Lima a pedazos.

AutorLerner, Dan
CargoPODER Y SOCIEDAD

[ILUSTRACIÓN OMITIR]

Corren los primeros días de diciembre y en San Martín de Porres, uno de los distritos más poblados de Lima, se comienza a sentir el calor del verano. Es domingo y las calles, conforme el centro de la ciudad va quedando atrás, aparecen despobladas. Los negocios están cerrados, los choferes de microbuses no hacen sonar sus bocinas y en las esquinas no se forman los usuales nudos de autos. Es domingo y en San Martín de Porres se respira paz.

El Estadio Nacional es el límite entre San Isidro y el Cercado de Lima. A un lado de la Vía Expresa, se abre paso la avenida 28 de Julio con sus negocios y estaciones de buses interprovinciales copando las aceras. Al otro lado, el coloso José Díaz, remodelado con apuro por el segundo gobierno aprista, imponente, gigantesco, moderno. Cuatro horas antes del encuentro, comienzan a llegar los hinchas de un equipo capitalino que hoy jugará la final del torneo nacional.

Una inmensa fila de policías rodea el Estadio y la salida de la estación del Metropolitano que da al coloso. Concentrados, observan atentamente a cada uno de los hinchas que acelera el paso para llegar a tiempo a la cola. Los caballos de la policía se han encargado de decorar el asfalto y perfumar el aire con el clásico olor de establo: una rancia mezcla entre naturaleza y coerción que recuerda a la infancia. Mirando hacia arriba, los niños, asustados, estrechan con fuerza las manos de sus padres y eluden a las bestias que intentan mantener el orden.

## Qué hacer
A. Por favor, reescribe como lista el párrafo de la crónica sobre Lima que empieza con «El Estadio Nacional es el límite». Conserva sus datos principales.
B. En la crónica sobre Lima, ¿qué rodea el Estadio y la salida de la estación del Metropolitano que da al coloso?

## Datos proporcionados
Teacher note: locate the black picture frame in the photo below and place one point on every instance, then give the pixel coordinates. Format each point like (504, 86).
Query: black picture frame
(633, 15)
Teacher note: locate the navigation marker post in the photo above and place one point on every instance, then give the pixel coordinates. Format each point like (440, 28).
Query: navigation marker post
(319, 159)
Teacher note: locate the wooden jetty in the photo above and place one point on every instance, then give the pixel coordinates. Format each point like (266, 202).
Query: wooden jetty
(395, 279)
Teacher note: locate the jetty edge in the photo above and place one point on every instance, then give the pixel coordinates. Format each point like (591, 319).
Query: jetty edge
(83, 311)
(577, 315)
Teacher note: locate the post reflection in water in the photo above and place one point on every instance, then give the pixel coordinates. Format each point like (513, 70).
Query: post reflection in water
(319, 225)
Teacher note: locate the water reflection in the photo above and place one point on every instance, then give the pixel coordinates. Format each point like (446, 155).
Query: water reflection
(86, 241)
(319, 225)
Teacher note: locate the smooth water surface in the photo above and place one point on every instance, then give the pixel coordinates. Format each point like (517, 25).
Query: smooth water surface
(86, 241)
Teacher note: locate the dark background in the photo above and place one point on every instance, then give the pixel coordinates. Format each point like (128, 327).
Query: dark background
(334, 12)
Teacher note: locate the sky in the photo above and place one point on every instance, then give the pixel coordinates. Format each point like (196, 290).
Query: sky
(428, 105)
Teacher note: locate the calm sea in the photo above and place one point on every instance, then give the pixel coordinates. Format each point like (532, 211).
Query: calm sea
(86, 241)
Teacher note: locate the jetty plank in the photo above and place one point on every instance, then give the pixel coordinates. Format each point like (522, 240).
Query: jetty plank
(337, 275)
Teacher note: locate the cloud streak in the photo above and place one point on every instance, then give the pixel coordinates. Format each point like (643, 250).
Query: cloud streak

## Respuestas por tarea
A.
- El Estadio Nacional marca el límite entre San Isidro y el Cercado de Lima.
- A un lado de la Vía Expresa está la avenida 28 de Julio, cuyas aceras ocupan negocios y estaciones de buses interprovinciales.
- Al otro lado está el coloso José Díaz: imponente, gigantesco y moderno, remodelado con apuro por el segundo gobierno aprista.
- Cuatro horas antes del encuentro empiezan a llegar los hinchas de un equipo capitalino que jugará la final del torneo nacional.

B. Una inmensa fila de policías.